What the task asks> Starting at the line containing "Consider the photo above. For every instance of the museum" and ending at the last line of the records below, write out every line again, requests included, with each coordinate in the answers multiplied by 0.8 and rounded to a whole number, halves rounding up. Give only those lines.

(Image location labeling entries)
[BEGIN]
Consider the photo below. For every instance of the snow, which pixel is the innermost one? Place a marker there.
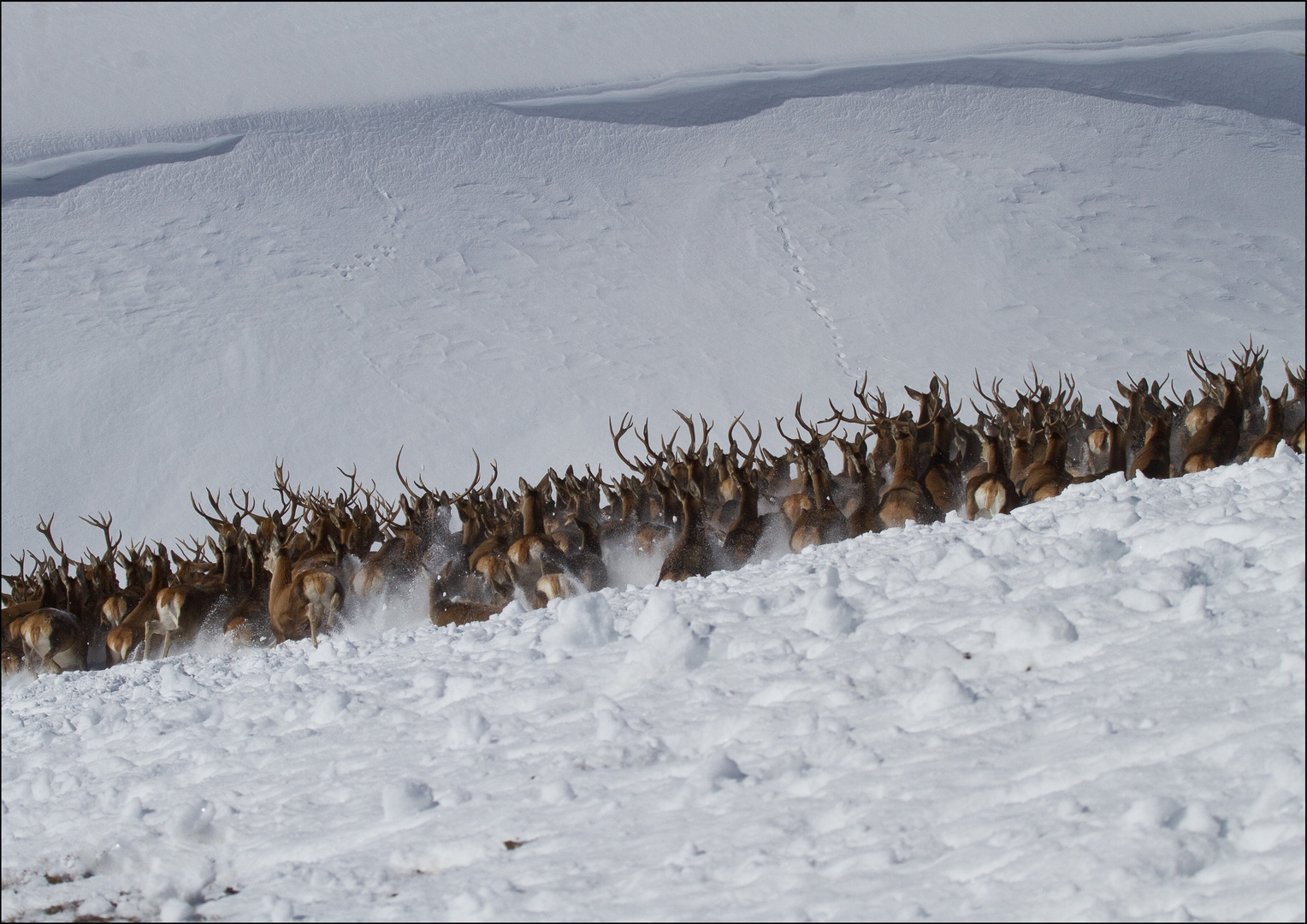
(448, 274)
(992, 728)
(71, 67)
(61, 174)
(232, 234)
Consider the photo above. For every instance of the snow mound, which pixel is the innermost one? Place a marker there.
(1002, 730)
(61, 174)
(1259, 72)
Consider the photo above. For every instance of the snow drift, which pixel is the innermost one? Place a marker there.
(450, 275)
(1091, 708)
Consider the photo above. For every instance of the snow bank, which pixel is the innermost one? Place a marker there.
(1091, 708)
(1259, 72)
(61, 174)
(450, 275)
(74, 67)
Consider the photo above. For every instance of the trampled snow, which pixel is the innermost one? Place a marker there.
(1093, 708)
(462, 272)
(1089, 710)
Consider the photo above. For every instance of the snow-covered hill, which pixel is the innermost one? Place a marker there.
(232, 234)
(1089, 710)
(504, 274)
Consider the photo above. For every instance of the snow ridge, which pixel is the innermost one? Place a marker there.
(1091, 708)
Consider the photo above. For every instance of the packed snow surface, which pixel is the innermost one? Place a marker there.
(230, 235)
(68, 67)
(1089, 710)
(505, 272)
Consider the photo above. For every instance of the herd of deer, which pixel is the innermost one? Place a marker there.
(702, 508)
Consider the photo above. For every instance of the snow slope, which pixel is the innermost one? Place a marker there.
(505, 270)
(71, 67)
(1089, 710)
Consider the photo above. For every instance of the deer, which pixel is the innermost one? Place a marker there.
(1265, 445)
(747, 528)
(1294, 409)
(299, 599)
(1215, 442)
(943, 478)
(906, 498)
(535, 554)
(52, 637)
(864, 506)
(692, 554)
(819, 520)
(990, 493)
(131, 631)
(447, 611)
(1050, 477)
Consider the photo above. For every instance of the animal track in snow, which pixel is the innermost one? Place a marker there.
(807, 287)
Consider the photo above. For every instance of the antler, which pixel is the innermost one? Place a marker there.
(44, 528)
(105, 523)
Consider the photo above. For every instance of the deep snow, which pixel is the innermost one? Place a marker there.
(706, 223)
(1089, 710)
(71, 67)
(452, 274)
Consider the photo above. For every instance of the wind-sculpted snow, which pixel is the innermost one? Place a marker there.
(447, 275)
(1091, 708)
(67, 171)
(1254, 72)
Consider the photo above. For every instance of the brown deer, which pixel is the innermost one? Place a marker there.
(535, 554)
(1264, 447)
(692, 554)
(51, 638)
(1050, 477)
(1215, 442)
(131, 631)
(991, 492)
(747, 528)
(1154, 458)
(446, 611)
(906, 498)
(299, 599)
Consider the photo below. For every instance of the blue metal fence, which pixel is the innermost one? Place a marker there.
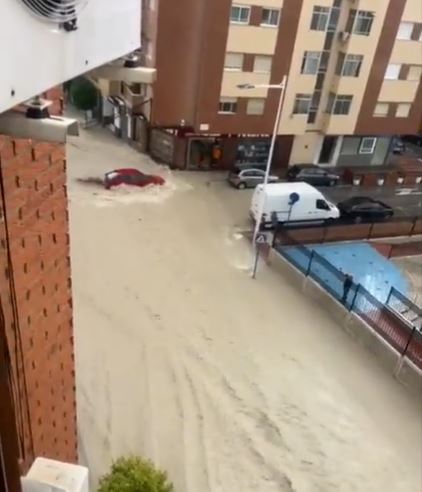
(398, 321)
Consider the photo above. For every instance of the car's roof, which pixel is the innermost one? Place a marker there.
(251, 169)
(306, 166)
(357, 200)
(127, 170)
(296, 187)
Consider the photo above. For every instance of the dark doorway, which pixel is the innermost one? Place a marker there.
(327, 150)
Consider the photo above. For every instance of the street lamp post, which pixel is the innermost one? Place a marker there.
(282, 88)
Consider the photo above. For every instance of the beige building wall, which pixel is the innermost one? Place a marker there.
(409, 52)
(356, 86)
(308, 40)
(232, 78)
(413, 11)
(305, 148)
(251, 39)
(275, 4)
(398, 91)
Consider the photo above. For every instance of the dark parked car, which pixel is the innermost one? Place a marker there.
(249, 178)
(313, 175)
(361, 208)
(132, 177)
(398, 146)
(414, 139)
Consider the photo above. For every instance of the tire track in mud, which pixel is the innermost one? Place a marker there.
(286, 432)
(195, 455)
(257, 434)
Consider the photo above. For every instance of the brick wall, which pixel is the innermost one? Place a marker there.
(36, 231)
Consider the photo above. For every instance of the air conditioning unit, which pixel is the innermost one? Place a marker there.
(48, 475)
(46, 42)
(344, 36)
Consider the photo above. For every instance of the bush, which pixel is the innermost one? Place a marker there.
(83, 94)
(134, 474)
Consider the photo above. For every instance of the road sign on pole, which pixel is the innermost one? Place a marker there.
(293, 198)
(261, 239)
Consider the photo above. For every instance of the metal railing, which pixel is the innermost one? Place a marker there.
(397, 321)
(347, 230)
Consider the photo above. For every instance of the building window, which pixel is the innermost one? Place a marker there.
(255, 106)
(415, 72)
(227, 105)
(310, 62)
(233, 61)
(270, 17)
(262, 63)
(393, 71)
(403, 110)
(381, 110)
(405, 30)
(302, 104)
(360, 22)
(367, 145)
(320, 18)
(349, 65)
(339, 104)
(240, 14)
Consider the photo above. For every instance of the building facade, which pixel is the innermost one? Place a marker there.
(35, 294)
(354, 79)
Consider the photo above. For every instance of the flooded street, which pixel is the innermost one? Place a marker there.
(229, 384)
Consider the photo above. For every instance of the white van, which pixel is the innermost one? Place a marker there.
(311, 205)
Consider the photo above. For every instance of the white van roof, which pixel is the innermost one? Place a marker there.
(300, 187)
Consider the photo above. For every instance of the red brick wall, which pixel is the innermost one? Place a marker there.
(34, 179)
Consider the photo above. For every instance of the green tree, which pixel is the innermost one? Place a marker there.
(134, 474)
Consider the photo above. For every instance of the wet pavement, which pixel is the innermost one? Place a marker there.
(406, 201)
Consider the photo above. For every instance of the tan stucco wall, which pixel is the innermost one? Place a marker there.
(413, 11)
(276, 4)
(305, 148)
(313, 41)
(232, 78)
(398, 91)
(407, 52)
(251, 39)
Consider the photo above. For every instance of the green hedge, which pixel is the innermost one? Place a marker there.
(134, 474)
(83, 94)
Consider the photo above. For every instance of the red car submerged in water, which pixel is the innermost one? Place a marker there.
(130, 176)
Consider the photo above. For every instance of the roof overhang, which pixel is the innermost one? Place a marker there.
(52, 129)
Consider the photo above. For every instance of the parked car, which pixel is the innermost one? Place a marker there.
(132, 177)
(361, 208)
(313, 175)
(414, 139)
(398, 146)
(249, 178)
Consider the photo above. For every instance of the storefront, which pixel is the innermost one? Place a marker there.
(222, 152)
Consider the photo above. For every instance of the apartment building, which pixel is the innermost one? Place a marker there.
(354, 79)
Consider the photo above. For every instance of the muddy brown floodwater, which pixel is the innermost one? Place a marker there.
(230, 384)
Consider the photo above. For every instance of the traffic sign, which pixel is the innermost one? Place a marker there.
(261, 239)
(294, 198)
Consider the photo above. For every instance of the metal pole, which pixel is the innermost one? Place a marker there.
(352, 305)
(255, 266)
(403, 354)
(268, 168)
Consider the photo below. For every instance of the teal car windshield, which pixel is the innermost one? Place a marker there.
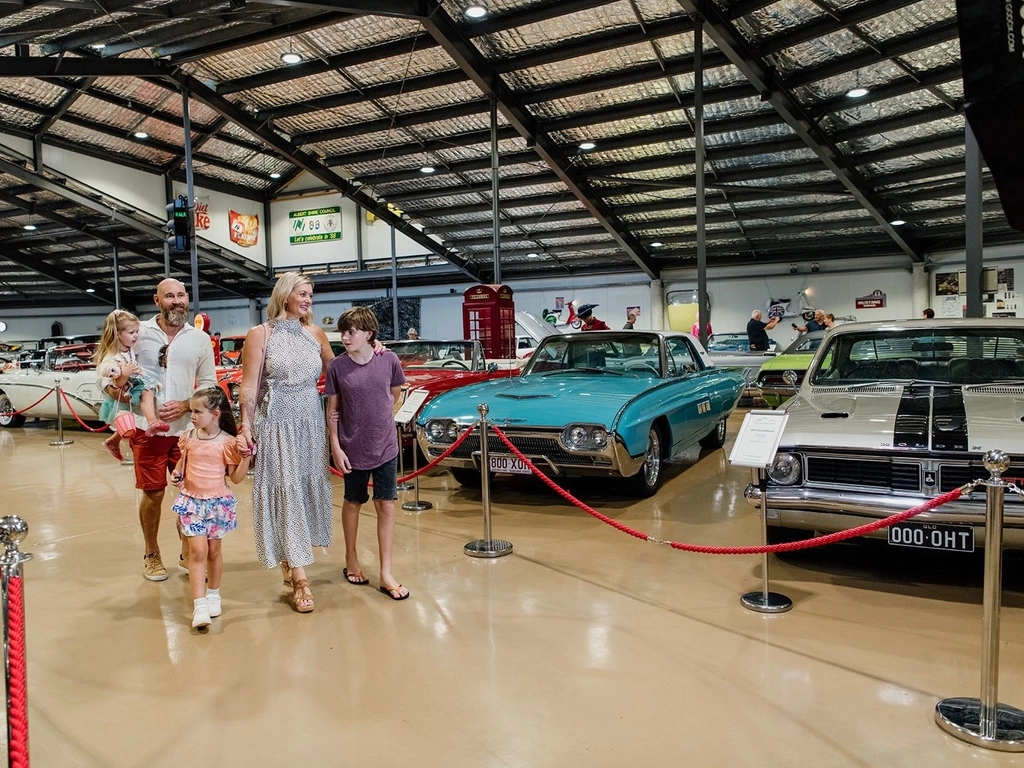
(954, 355)
(622, 353)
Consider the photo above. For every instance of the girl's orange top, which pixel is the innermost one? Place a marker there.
(206, 465)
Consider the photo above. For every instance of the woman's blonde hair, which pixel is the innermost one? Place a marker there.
(116, 322)
(279, 297)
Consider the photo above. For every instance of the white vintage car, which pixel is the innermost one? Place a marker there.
(892, 414)
(23, 386)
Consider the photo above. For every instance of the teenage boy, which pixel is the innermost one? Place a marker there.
(363, 389)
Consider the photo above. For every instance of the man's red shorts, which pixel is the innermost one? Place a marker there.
(155, 457)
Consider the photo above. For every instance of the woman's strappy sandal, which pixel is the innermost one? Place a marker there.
(302, 598)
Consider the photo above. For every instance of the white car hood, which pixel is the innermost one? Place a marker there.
(832, 417)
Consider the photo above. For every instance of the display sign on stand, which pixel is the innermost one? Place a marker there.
(756, 444)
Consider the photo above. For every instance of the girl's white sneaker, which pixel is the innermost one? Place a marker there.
(201, 613)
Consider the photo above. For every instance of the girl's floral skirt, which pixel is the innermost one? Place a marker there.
(209, 517)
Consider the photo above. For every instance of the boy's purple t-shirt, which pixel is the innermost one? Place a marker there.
(367, 428)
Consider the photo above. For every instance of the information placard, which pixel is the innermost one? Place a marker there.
(414, 399)
(759, 437)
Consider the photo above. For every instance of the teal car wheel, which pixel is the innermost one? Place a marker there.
(648, 479)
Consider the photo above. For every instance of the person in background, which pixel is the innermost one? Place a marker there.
(695, 330)
(817, 324)
(180, 357)
(361, 389)
(590, 323)
(282, 416)
(757, 332)
(205, 505)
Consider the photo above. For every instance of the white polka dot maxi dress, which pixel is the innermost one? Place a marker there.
(292, 504)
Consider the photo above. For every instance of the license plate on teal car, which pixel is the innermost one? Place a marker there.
(500, 463)
(929, 536)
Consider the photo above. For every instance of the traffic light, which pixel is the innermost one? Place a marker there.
(180, 222)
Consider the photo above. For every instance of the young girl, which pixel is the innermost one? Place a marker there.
(206, 506)
(117, 367)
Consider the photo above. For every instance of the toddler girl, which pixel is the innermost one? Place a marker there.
(117, 367)
(206, 506)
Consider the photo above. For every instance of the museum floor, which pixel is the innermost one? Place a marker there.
(585, 647)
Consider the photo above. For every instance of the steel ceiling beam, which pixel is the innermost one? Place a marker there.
(144, 227)
(60, 275)
(311, 165)
(444, 31)
(760, 75)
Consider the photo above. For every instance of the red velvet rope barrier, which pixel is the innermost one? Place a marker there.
(29, 408)
(435, 462)
(787, 547)
(82, 423)
(17, 750)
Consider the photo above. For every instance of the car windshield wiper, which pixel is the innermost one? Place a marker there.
(583, 369)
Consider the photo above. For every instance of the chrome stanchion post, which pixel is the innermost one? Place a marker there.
(985, 722)
(765, 601)
(416, 505)
(485, 547)
(401, 463)
(58, 393)
(12, 530)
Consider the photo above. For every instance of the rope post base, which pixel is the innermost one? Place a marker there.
(492, 548)
(963, 718)
(766, 602)
(58, 393)
(984, 722)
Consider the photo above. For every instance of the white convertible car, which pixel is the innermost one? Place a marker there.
[END]
Correct result>
Consider the photo above. For every instance of the museum floor, which pixel is the innermost one? Place a marker there.
(468, 518)
Consider the photo above. For every instance of the steel ceiling beam, which pixel is the innermost one? Place a marker there.
(115, 182)
(48, 220)
(249, 132)
(355, 25)
(608, 60)
Consider the photo above. For every instance of the red velvet rope barrier, which pixel is the innermost one? Place a marker there.
(23, 326)
(348, 370)
(630, 438)
(66, 338)
(14, 600)
Consider the photo above. For every instance of the car windshield wiper, which pixel is the innermost one? Place a marker there.
(466, 295)
Consider the photo above. For every instance of the chrome stanchion post, which pixel is the innermost one? Place a marker there.
(788, 578)
(612, 481)
(333, 404)
(388, 438)
(321, 370)
(46, 314)
(10, 424)
Consider the photo above. For every instance of the rope post base, which pixel is the innermost one? Place a marker there.
(394, 438)
(770, 574)
(613, 482)
(46, 314)
(787, 578)
Consider the photo above. For every instance of the white convertible car, which pixel is the innermost one? Place a marker there.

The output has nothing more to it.